• **What you should do**
Return verbatim the run of lines that opens with the line holding "Definition of the keypoint: for every instance of the black" and closes with the last line of the records.

Dataset entries:
# # # #
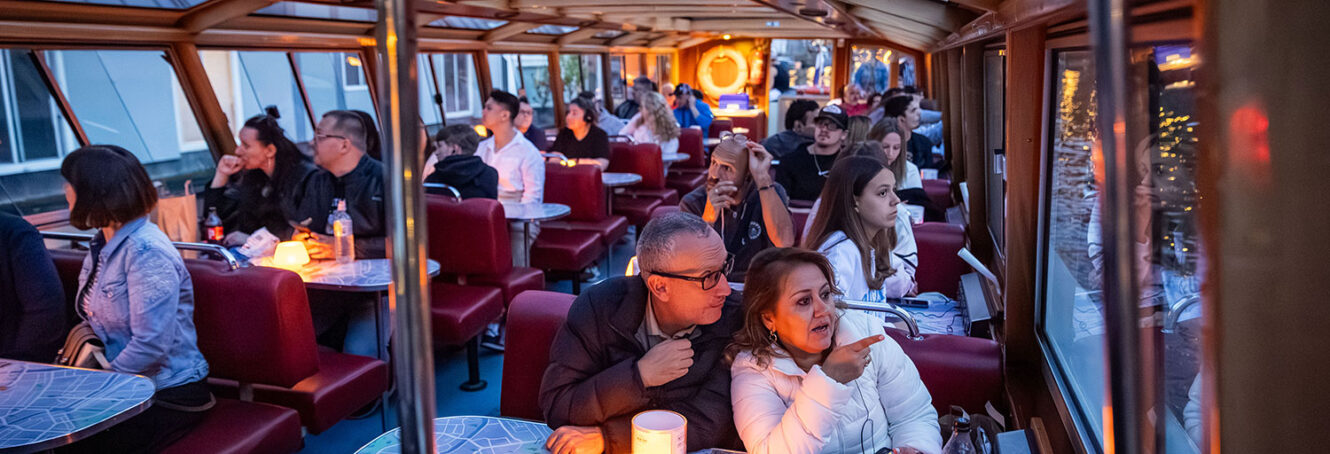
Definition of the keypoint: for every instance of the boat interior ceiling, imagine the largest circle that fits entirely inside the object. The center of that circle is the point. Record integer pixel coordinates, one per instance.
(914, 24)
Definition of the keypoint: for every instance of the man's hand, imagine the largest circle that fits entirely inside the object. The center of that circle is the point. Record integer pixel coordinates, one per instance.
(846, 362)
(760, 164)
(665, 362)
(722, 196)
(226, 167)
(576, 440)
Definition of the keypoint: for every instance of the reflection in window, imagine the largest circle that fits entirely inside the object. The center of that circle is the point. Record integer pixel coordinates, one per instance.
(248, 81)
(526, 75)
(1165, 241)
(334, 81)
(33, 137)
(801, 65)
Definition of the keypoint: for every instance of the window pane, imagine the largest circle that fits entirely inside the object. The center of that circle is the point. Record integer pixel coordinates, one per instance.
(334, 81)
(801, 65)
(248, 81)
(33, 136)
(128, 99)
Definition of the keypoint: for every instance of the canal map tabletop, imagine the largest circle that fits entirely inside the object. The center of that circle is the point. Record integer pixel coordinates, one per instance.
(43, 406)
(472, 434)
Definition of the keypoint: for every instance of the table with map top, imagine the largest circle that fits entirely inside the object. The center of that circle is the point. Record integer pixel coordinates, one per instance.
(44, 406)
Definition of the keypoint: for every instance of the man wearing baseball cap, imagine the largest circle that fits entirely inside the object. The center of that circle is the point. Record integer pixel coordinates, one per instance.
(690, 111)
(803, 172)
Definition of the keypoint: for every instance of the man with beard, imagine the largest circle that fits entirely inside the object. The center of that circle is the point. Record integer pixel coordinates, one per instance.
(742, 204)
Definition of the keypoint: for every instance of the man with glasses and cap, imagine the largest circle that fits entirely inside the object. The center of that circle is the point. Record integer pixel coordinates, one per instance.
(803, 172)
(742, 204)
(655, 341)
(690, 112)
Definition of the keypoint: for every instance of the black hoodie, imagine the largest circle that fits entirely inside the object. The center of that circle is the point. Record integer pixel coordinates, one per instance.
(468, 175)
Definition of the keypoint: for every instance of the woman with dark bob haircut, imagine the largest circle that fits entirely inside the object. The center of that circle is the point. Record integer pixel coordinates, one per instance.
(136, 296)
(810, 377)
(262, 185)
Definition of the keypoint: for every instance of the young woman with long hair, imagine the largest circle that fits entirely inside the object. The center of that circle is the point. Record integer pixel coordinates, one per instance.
# # # #
• **Answer to the exercise**
Definition of the keypoint: for every instance of the black hoodie, imagine the largest circle that fits entirely inside the object. The center of that circle is the point. Record integer pixel coordinates, one per instance.
(468, 175)
Definition of the keypoint: for every instance of the woman with dark bob haircut, imagine the largest circle that fits entirely inside the object. The center of that circle is the point. Record integer pixel coordinates, one per instance.
(136, 296)
(810, 377)
(262, 185)
Definition of the keypoint: for every instance of the young woman with long hair, imagine the largest circle that fits entirely inside the object. The center of that circle is the point. Record integer pixel coordinates, one per instance.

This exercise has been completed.